**Data shown**
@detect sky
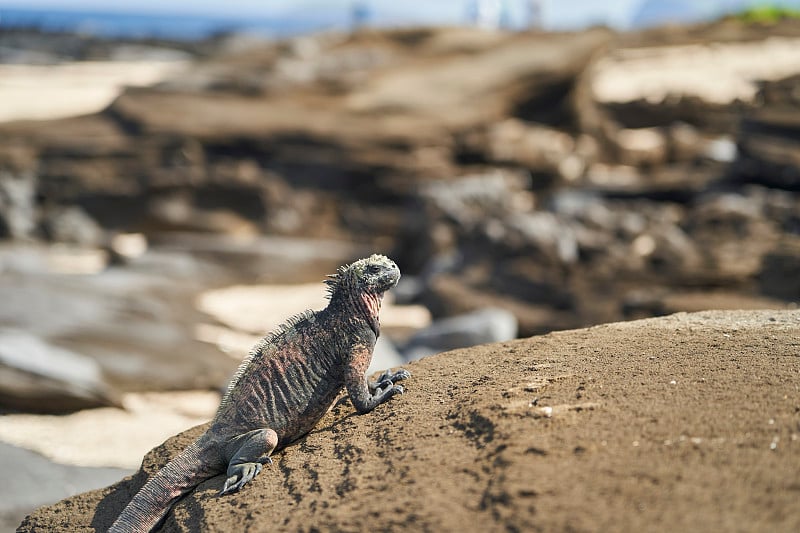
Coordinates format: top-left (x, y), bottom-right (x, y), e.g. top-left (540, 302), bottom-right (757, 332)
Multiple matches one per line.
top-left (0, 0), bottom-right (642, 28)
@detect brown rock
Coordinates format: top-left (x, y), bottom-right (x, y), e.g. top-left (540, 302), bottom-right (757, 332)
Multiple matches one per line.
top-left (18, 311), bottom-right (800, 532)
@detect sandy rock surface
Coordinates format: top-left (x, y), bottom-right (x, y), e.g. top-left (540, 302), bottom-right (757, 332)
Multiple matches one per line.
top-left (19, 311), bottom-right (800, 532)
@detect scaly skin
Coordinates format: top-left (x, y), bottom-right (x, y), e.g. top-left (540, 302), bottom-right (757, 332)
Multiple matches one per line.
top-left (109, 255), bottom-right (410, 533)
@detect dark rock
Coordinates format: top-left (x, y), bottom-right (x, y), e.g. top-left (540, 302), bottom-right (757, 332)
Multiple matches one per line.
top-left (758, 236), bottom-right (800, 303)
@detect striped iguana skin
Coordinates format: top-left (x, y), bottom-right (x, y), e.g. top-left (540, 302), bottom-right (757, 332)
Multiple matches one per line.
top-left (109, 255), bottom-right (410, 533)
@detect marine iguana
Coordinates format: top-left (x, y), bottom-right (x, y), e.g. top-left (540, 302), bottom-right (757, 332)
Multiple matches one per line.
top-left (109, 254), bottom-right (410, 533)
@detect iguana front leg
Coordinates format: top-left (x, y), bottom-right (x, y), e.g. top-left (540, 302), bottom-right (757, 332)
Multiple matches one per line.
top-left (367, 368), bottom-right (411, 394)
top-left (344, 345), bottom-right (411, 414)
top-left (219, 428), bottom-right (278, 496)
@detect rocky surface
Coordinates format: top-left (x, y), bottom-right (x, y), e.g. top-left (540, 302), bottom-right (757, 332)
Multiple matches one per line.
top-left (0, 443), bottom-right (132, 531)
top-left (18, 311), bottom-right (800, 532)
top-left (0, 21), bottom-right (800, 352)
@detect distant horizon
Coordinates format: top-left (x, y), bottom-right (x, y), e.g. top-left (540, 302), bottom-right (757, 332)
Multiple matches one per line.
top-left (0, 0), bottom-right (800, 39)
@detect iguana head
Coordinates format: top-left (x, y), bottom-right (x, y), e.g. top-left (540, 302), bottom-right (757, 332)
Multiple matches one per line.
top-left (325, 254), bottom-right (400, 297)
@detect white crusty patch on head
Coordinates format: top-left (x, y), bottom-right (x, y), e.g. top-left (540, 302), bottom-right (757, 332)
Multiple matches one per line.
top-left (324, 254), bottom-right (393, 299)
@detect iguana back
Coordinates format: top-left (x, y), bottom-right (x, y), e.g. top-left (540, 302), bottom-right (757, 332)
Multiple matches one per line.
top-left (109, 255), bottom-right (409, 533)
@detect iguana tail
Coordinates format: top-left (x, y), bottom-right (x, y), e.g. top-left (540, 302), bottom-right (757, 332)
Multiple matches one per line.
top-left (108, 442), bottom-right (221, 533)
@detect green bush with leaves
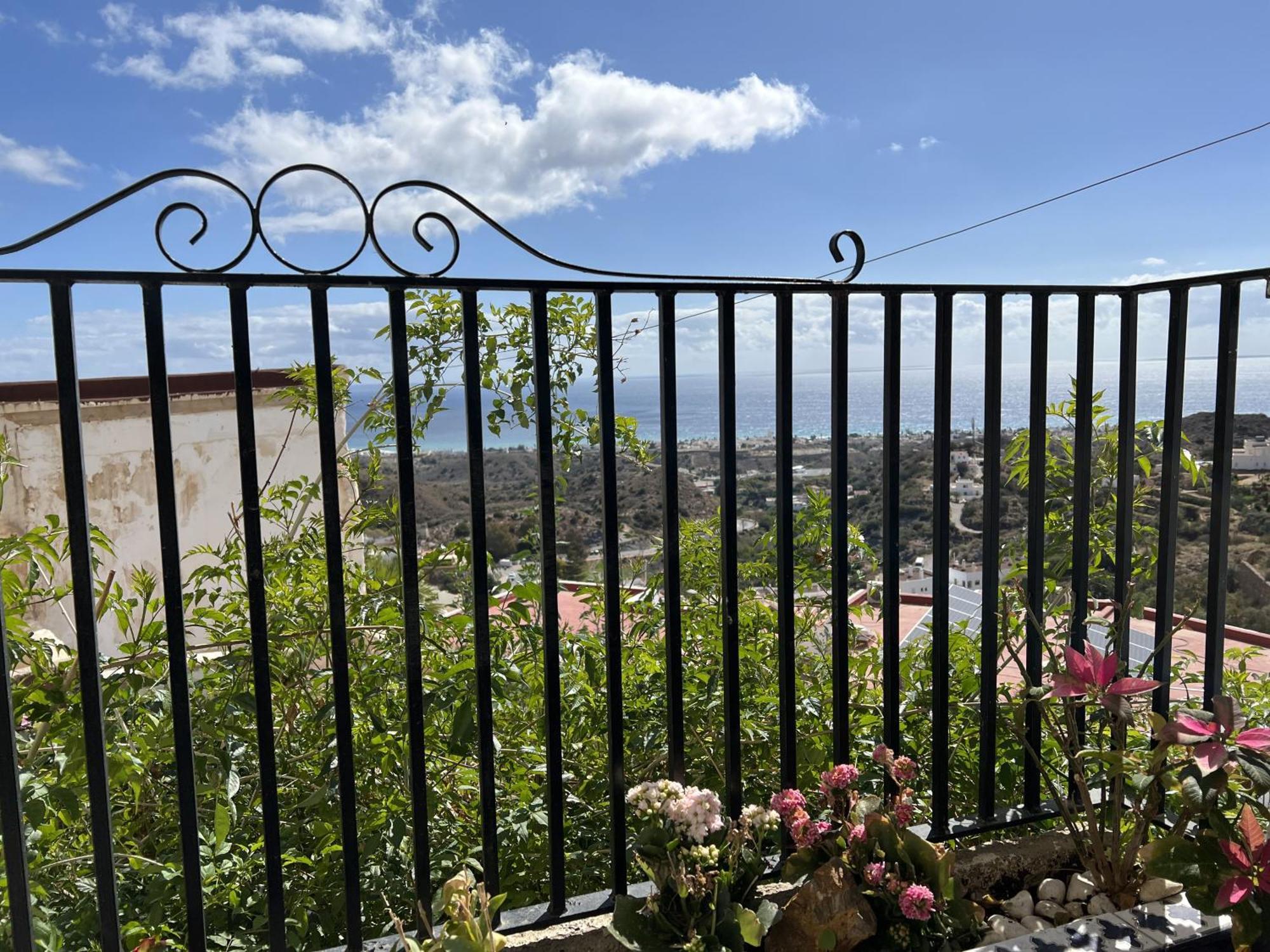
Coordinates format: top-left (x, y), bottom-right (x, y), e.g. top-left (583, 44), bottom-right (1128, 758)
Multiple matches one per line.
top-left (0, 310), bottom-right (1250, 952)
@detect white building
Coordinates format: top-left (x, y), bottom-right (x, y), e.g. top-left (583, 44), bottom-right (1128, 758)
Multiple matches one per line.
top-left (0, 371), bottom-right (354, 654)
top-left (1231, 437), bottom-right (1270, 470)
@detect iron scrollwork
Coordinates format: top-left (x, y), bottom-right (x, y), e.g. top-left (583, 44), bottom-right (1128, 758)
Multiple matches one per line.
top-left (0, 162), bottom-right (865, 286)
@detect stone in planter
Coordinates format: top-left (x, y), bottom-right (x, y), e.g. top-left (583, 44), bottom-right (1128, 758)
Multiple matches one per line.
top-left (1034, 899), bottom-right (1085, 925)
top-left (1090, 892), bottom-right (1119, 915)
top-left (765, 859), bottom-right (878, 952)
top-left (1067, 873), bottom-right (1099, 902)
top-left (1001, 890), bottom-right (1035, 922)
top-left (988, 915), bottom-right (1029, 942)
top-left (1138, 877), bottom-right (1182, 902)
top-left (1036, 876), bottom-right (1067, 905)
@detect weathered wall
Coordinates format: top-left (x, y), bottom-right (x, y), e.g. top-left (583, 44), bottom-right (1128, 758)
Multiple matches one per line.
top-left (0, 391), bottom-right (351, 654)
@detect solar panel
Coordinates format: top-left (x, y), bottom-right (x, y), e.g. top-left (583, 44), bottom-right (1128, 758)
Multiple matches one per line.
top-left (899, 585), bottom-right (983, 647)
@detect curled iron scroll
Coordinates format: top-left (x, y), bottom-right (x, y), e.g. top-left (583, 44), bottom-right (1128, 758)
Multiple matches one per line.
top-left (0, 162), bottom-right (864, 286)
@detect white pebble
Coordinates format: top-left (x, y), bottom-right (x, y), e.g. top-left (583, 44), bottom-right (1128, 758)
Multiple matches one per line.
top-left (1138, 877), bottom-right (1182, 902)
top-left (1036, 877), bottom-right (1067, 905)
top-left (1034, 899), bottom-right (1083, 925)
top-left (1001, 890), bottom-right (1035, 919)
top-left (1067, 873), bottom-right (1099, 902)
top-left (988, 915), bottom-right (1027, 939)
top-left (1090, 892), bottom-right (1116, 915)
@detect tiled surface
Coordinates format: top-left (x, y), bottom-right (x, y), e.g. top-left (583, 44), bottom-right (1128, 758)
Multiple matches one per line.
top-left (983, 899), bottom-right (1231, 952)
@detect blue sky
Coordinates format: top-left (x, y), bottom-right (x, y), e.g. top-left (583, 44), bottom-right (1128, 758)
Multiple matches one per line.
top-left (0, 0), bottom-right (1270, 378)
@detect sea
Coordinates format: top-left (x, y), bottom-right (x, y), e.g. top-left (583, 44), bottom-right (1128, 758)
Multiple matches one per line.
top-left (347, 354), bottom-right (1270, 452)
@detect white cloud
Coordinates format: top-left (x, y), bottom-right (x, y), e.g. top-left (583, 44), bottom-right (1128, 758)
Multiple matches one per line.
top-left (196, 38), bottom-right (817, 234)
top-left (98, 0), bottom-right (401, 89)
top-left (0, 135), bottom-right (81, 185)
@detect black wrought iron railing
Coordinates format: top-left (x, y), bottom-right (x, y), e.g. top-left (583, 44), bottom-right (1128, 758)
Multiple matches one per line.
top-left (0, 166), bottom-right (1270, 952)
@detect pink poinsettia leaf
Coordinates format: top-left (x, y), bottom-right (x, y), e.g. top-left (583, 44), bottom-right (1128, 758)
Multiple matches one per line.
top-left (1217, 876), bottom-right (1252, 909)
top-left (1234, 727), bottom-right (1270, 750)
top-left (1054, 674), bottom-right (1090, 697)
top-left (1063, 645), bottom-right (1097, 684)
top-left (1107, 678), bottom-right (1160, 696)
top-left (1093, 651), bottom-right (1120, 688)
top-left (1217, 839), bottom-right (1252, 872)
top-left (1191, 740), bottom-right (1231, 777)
...
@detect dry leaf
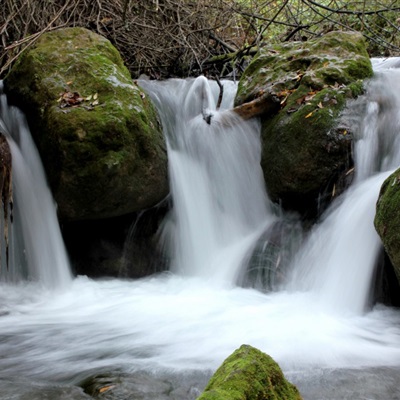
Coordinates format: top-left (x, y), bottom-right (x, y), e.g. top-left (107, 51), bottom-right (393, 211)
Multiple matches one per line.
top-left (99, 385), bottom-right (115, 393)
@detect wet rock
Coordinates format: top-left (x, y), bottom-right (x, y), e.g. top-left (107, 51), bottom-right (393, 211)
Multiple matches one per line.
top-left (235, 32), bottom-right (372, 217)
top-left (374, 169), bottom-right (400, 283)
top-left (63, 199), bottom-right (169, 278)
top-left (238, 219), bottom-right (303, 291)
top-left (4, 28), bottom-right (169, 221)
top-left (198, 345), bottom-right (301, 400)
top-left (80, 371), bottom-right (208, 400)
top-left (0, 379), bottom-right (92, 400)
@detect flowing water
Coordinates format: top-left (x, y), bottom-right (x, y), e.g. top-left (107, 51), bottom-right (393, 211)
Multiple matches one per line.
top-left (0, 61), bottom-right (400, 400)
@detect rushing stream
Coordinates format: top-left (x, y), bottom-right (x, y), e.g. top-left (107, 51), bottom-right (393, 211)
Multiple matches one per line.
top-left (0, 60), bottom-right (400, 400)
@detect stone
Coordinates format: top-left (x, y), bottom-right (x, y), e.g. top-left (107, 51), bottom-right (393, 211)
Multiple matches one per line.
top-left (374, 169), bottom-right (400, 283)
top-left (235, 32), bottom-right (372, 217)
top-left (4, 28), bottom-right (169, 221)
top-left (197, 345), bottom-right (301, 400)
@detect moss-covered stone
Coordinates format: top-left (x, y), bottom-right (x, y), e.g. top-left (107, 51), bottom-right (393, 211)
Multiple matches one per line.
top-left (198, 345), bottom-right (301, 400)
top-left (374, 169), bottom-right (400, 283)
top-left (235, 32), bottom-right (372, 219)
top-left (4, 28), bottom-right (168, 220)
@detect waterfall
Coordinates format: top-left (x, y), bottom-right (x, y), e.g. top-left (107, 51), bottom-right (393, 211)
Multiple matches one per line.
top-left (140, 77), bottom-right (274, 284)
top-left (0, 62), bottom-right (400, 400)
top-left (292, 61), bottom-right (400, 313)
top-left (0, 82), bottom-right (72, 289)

**Exercise**
Repeat the lines exactly, beginning with the line containing "pink poinsettia leaf" and continuing through the line containing "top-left (1191, 740), bottom-right".

**Output of the exercise**
@detect pink poinsettia leaf
Coordinates format: top-left (x, y), bottom-right (x, y), e.g. top-left (583, 44), bottom-right (1128, 758)
Multiple matches one per line.
top-left (1217, 876), bottom-right (1252, 909)
top-left (1234, 727), bottom-right (1270, 750)
top-left (1054, 674), bottom-right (1090, 697)
top-left (1063, 645), bottom-right (1097, 684)
top-left (1107, 678), bottom-right (1160, 696)
top-left (1093, 651), bottom-right (1120, 688)
top-left (1217, 839), bottom-right (1252, 872)
top-left (1191, 740), bottom-right (1231, 777)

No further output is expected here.